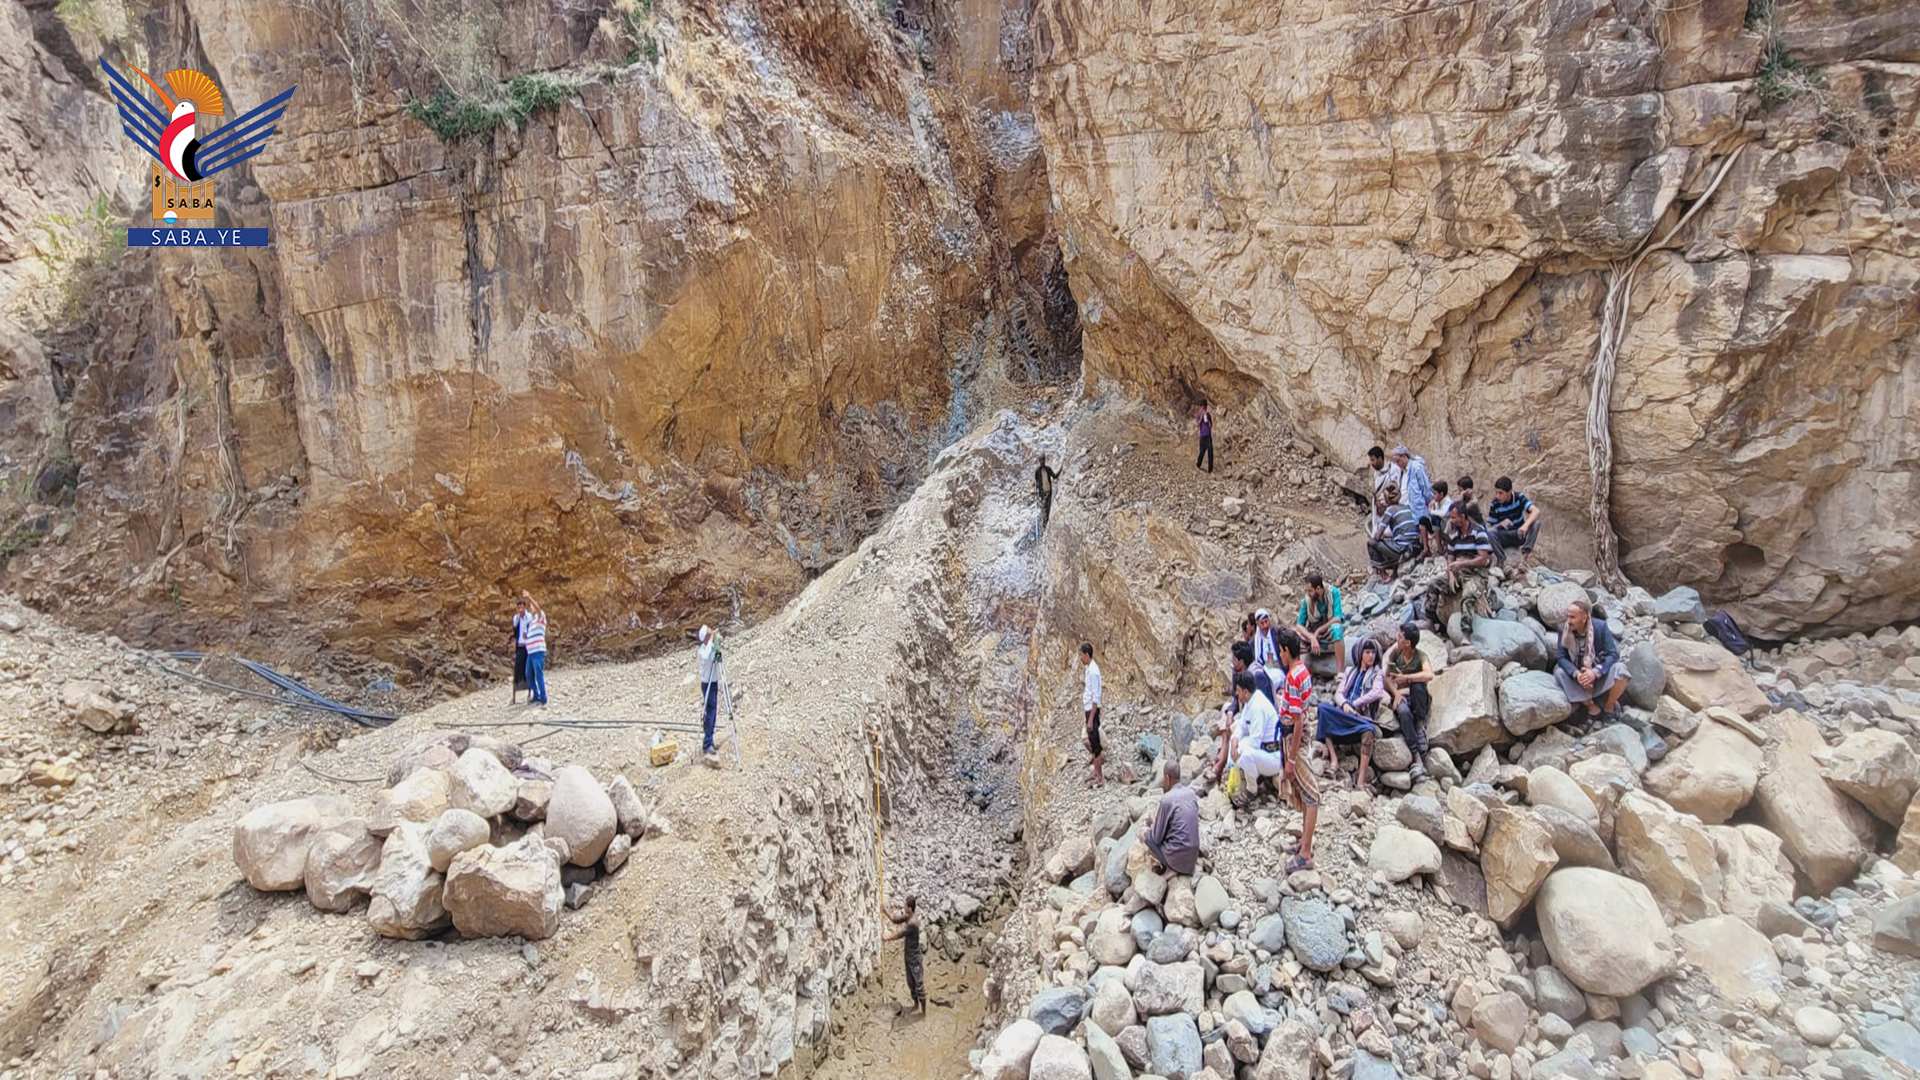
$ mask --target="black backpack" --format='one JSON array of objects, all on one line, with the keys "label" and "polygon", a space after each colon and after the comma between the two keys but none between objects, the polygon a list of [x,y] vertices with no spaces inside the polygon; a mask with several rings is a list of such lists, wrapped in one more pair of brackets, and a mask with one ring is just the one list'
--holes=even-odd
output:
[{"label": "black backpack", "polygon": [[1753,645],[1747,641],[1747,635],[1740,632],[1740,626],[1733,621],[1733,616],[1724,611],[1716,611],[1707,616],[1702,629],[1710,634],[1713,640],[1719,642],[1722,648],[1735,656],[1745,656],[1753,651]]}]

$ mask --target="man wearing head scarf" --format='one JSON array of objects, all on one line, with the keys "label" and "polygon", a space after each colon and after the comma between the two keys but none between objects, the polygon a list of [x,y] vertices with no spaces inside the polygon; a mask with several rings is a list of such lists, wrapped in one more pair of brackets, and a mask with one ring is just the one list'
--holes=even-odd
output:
━━━
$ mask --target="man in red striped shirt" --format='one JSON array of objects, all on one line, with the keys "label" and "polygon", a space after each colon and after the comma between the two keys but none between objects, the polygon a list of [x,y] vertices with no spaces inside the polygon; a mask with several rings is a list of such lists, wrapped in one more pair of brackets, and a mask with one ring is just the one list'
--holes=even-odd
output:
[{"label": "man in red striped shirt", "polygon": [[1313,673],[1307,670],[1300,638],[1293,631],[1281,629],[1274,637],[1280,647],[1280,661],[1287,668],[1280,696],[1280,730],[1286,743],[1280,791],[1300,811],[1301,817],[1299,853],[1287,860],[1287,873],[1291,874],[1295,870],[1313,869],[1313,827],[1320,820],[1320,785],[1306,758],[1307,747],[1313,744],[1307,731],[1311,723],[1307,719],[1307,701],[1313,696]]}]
━━━
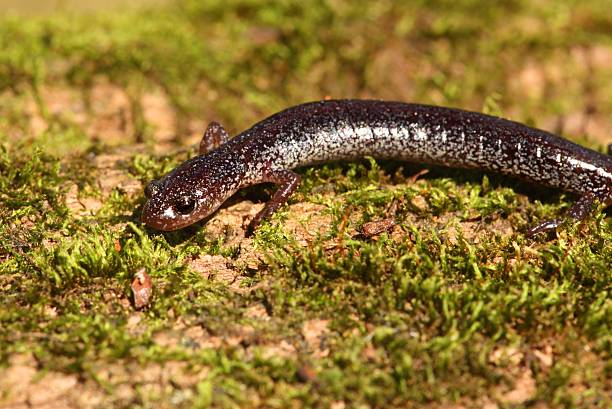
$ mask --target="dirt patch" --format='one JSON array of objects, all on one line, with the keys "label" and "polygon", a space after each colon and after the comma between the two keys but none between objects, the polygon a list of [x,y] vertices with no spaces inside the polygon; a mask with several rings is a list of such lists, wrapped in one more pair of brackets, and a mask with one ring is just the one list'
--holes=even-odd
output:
━━━
- YOUR OBJECTIVE -
Please return every line of the records above that contains the word "spaces".

- SOLUTION TO THIS EXERCISE -
$ mask --target="black backpack" --format='one JSON array of objects, all on one line, with the keys "label" and "polygon", a space after each colon and after the comma between the two keys but none between objects, the polygon a list of [x,y] vertices with no spaces inside the polygon; a mask with several rings is a list of such lists, wrapped in one more pair of brackets, and a mask with one ring is just the one list'
$ mask --target="man wearing head scarf" --format='one JSON array of objects, all on one line, with the keys "label" and "polygon", a space after each colon and after the comma between the two keys but none between objects, the polygon a list of [x,y] vertices with no spaces inside the polygon; a mask with several rings is a list of such lists, wrapped in one more pair of brackets, and a mask with one ring is just the one list'
$ mask --target="man in red striped shirt" --format='one JSON array of objects, all on one line, with the keys "label" and "polygon", a space after each colon and after the comma between the two keys but none between objects, the polygon a list of [x,y] vertices with no spaces inside the polygon; a mask with several rings is a list of such lists, wrapped in one more pair of brackets, and a mask with one ring is just the one list'
$ mask --target="dirt patch" --format='one JSON array of objects, all on one line, with the keys "label" and "polygon", a space after each colon and after the comma between the two keys but none between objects, the polygon a list of [x,y] vertices with no spaces inside the polygon; a mask with several rings is a list of such lists, wrapped in one more pair of brackets, and a mask with one ring is just the one list'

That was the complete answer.